THE DATA =>
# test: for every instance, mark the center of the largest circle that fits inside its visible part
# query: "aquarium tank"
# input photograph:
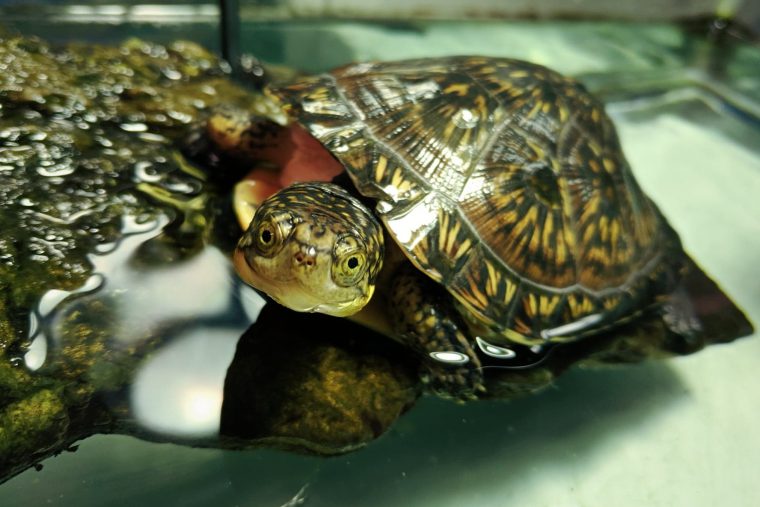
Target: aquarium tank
(138, 366)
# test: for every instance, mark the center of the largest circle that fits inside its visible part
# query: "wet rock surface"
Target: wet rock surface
(90, 160)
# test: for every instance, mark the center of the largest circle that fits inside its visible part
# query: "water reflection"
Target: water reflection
(178, 391)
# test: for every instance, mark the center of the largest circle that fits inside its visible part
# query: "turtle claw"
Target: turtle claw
(460, 385)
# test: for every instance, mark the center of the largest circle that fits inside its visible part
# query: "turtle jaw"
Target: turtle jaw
(294, 291)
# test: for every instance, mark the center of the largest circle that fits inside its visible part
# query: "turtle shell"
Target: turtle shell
(502, 180)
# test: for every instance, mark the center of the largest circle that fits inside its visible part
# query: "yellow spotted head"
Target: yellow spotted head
(313, 247)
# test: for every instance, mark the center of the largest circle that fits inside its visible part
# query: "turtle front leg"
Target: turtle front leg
(424, 318)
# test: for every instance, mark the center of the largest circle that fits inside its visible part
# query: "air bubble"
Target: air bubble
(465, 119)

TASK TO CARRY OUT =>
Please show each line in the records above that contains "query".

REPLY =>
# query: "aquarium tank"
# query: "wet rock surface"
# query: "water reflection"
# query: "turtle claw"
# query: "turtle jaw"
# query: "turtle shell"
# query: "yellow spotted head"
# query: "turtle front leg"
# query: "air bubble"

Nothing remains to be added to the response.